## Brief
Reproduce every one of the records below word for word, without changing a single character.

## Begin Given information

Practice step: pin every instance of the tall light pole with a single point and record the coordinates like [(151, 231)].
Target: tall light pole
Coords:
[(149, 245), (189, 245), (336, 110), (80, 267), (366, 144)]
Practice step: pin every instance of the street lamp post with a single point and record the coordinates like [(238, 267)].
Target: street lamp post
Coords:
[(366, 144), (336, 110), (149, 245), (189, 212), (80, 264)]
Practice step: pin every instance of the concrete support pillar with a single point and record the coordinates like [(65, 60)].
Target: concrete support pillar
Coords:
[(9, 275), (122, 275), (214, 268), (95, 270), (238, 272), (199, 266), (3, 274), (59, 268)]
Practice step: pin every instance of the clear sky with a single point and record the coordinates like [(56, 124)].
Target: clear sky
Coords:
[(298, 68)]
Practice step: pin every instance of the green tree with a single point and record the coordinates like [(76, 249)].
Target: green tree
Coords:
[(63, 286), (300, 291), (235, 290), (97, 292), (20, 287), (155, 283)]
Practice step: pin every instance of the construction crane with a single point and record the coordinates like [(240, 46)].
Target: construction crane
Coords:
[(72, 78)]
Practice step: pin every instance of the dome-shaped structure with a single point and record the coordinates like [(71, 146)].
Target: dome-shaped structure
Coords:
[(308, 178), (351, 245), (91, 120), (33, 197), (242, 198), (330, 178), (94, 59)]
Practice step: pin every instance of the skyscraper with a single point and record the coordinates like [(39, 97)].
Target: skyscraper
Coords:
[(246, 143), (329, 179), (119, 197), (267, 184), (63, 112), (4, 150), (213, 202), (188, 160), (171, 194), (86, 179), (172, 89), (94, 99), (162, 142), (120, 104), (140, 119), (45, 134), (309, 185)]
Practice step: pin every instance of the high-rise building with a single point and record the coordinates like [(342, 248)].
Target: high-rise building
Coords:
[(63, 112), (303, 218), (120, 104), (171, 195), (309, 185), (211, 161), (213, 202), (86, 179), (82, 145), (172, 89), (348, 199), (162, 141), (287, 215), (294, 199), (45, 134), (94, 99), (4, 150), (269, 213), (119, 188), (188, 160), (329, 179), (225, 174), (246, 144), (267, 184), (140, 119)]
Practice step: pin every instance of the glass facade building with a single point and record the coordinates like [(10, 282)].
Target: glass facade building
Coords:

## End Given information

## Task answer
Practice step: pin every instance of the tall light pole with a single point and record the coordinates like [(151, 231)].
Target: tall light pole
Coords:
[(149, 245), (189, 245), (336, 110), (80, 267), (366, 144)]
Practice step: pin every instance of the street lamp post with a single point and record the coordinates like [(238, 267)].
Target: street lamp post
Coords:
[(366, 144), (336, 110), (149, 245), (189, 212), (80, 264)]
Practice step: pin every instance of the concrete support pillar with a single point and record the coordinates like [(65, 60)].
Target: concrete support pillar
Coords:
[(9, 275), (122, 275), (214, 268), (95, 270), (238, 272), (199, 266), (3, 274), (59, 268)]
Practice step: pin every instance of the clear sky with a single point and record the coordinates like [(56, 124)].
Target: clear sky
Coords:
[(298, 68)]
Practice step: pin every instance of the green tree with a single point and record the coordinates like [(76, 249)].
Target: green tree
Coords:
[(63, 286), (300, 291), (235, 290), (97, 292), (20, 287), (155, 283)]
Practice step: pin every instance of the construction crane with a single point and record the coordinates like [(240, 46)].
Target: construction crane
Coords:
[(72, 78)]
Practice step: pin every instance of the dome-shaped structure with a single point and record the coordinates like [(71, 146)].
Target: dome-shaped structure
Coords:
[(308, 178), (351, 245), (91, 120), (33, 197), (242, 198), (330, 178), (94, 59)]
Practice step: pin every instance of the skyscraper with a single point and record the coordinates like [(39, 97)].
Target: skyscraper
Coords:
[(246, 143), (329, 179), (119, 197), (267, 184), (63, 112), (4, 150), (213, 202), (188, 160), (171, 194), (86, 179), (172, 89), (94, 99), (162, 142), (120, 104), (140, 119), (45, 134), (309, 185)]
Practice step: pin every instance of the high-rise building with a single point and record the coordinates like [(342, 248)].
Target: high-rise building
Coords:
[(63, 112), (303, 218), (120, 104), (171, 195), (309, 185), (211, 161), (213, 202), (86, 179), (82, 145), (172, 89), (348, 199), (162, 141), (287, 215), (294, 199), (45, 134), (94, 99), (4, 150), (269, 213), (119, 188), (188, 160), (329, 179), (225, 174), (246, 144), (267, 184), (140, 119)]
Practice step: pin every instance of the glass facade building with a single point and record the coordinates like [(10, 282)].
Target: glass facade building
Coords:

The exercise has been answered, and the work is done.